» **TASK TO CARRY OUT**: All that is wanted is a word-for-word copy of the data from its first line to the line containing "Task: point to every instance of the dining table.", both included.
====== DATASET
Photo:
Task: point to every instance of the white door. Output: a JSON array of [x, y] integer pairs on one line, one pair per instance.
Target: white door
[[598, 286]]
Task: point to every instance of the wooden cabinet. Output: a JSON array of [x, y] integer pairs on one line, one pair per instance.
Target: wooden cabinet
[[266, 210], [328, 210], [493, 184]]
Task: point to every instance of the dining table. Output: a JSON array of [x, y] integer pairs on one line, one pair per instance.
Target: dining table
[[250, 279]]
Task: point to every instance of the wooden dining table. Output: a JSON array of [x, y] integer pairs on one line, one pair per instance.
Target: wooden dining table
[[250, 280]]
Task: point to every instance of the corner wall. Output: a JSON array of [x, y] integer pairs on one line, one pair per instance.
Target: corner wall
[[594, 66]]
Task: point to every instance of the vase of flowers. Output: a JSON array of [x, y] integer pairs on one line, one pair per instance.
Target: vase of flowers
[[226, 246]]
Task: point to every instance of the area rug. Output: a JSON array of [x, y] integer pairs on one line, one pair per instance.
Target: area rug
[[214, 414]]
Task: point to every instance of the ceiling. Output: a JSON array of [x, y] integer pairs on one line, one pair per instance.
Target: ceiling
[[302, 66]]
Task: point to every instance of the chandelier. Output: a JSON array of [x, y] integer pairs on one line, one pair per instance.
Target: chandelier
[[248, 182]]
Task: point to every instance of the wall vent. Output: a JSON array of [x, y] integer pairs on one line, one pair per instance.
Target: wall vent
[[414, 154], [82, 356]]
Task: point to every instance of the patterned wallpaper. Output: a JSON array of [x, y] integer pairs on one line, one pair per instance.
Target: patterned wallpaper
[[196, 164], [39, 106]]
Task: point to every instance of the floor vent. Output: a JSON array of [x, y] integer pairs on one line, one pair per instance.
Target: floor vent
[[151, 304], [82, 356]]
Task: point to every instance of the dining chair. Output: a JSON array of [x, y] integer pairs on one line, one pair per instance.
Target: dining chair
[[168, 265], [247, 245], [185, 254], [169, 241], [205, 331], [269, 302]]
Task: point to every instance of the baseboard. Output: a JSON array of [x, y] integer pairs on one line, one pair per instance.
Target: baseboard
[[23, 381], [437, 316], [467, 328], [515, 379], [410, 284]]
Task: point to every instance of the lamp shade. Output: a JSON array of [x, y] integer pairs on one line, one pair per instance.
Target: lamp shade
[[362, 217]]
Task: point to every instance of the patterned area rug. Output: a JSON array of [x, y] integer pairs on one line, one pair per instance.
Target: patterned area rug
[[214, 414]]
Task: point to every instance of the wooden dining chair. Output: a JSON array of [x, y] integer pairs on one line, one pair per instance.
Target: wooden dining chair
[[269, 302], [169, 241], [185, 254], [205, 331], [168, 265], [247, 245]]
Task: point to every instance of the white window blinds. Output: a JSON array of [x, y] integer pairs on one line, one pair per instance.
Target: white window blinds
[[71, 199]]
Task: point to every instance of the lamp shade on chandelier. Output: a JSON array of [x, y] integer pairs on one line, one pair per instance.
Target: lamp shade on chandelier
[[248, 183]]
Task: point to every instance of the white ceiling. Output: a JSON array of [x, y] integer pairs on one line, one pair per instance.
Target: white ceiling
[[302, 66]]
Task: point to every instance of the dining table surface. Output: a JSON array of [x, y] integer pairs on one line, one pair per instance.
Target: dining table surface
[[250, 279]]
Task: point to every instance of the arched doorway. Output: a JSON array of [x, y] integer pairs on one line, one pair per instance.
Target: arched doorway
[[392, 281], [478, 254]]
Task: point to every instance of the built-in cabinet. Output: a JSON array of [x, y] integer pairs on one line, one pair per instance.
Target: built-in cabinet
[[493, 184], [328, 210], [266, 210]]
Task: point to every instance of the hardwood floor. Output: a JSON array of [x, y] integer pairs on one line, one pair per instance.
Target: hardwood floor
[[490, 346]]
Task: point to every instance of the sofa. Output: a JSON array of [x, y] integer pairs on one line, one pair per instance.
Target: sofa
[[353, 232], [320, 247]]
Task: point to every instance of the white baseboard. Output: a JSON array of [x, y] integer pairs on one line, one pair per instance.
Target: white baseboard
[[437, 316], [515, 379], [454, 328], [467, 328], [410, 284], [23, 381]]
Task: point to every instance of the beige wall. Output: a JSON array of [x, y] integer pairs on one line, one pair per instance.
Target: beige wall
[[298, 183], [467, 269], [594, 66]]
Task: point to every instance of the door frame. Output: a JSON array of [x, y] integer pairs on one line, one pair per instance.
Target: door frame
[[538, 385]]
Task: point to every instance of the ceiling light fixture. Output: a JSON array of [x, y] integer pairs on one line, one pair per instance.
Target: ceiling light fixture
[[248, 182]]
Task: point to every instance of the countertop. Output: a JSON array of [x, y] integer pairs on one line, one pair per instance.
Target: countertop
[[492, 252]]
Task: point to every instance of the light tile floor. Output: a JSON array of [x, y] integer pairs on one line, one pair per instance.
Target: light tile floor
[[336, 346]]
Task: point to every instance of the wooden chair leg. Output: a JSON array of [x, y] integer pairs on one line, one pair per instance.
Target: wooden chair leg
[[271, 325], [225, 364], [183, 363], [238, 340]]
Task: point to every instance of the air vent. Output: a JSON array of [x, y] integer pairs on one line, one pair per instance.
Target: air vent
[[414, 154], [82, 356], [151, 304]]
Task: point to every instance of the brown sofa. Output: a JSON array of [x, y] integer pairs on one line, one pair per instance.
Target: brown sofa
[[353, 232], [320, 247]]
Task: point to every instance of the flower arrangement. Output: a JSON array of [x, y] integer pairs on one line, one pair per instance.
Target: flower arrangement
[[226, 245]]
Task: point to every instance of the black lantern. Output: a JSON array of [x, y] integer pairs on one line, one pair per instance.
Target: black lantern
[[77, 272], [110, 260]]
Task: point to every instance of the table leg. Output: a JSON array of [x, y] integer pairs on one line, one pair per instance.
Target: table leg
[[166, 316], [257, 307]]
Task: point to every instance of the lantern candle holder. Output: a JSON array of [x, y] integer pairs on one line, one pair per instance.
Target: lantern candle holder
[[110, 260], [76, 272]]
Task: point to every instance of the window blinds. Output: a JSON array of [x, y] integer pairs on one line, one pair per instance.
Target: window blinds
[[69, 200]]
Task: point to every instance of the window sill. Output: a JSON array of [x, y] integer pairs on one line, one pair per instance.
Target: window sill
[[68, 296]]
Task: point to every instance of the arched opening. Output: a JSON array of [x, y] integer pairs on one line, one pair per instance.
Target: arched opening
============
» **YOUR RESPONSE**:
Photo:
Task: point to every instance of the white door. Output: a JSON array of [x, y] integer pairs on one line, one pair per instance.
Target: white door
[[598, 286]]
Task: point to every instance of the wooden cabinet. Output: a JSON array of [x, y] integer pairs on one line, one pair per instance.
Target: wooden cabinet
[[266, 210], [328, 210], [493, 184]]
Task: point to every instance of the dining table. Output: a JSON array of [x, y] integer pairs on one line, one pair per instance.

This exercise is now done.